* Document *
▼▼▼
If you look at Wikipedia's statistics, Microsoft represents about 75% of
visitors:
[http://en.wikipedia.org/wiki/Usage_share_of_operating_system...](http://en.wikipedia.org/wiki/Usage_share_of_operating_systems)

I imagine that in 2002, their share would have been hovering around 95%.

------
brudgers
Other than the certification requirements for Windows on ARM, everything else
is pretty much speculation (e.g. license prices and HP abandoning Windows) or
casting of the status quo as a sudden shift of the landscape (e.g. tablets
from anyone other than Apple run Android, today).

The fact that there is an existing commitment to Android tablets by all the
consumer electronics companies is probably the reason Microsoft is considering
making it's own hardware (not that HP was really seemed all that gung-ho on
partnering with Microsoft over the long term once they bought Palm to acquire
Web-OS).
▲▲▲
* To be done *
1 > Reproduce the passage of the forum thread from "If you look" to "hovering around 95%.".
2 > For each statement, say yes or no according to the forum thread, and quote the words that decide it. (a) Wikipedia's statistics put Microsoft at about 75% of visitors. (b) The thread presents HP abandoning Windows as an established fact. (c) HP bought Palm to acquire Web-OS.
3 > According to the forum thread, what share does the first writer imagine Microsoft had in 2002?
The material after this point comes from a separate source.

* Material provided *
▼▼▼
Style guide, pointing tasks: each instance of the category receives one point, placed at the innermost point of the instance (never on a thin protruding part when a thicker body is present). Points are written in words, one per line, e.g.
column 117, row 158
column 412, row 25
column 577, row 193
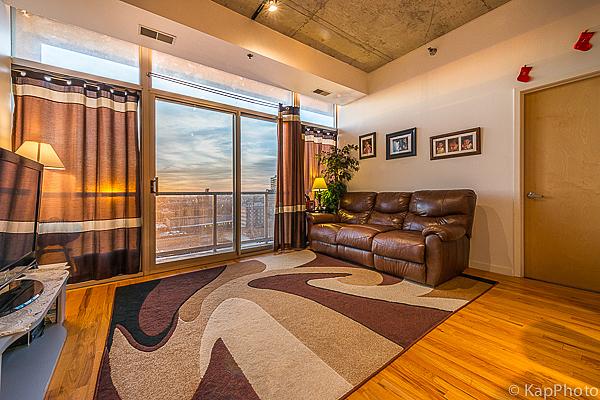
▲▲▲
* Responses *
1 >
If you look at Wikipedia's statistics, Microsoft represents about 75% of
visitors:
[http://en.wikipedia.org/wiki/Usage_share_of_operating_system...](http://en.wikipedia.org/wiki/Usage_share_of_operating_systems)

I imagine that in 2002, their share would have been hovering around 95%.

2 >
(a) Yes: "Microsoft represents about 75% of visitors"
(b) No: "everything else is pretty much speculation (e.g. license prices and HP abandoning Windows)"
(c) Yes: "once they bought Palm to acquire Web-OS"

3 > Around 95%.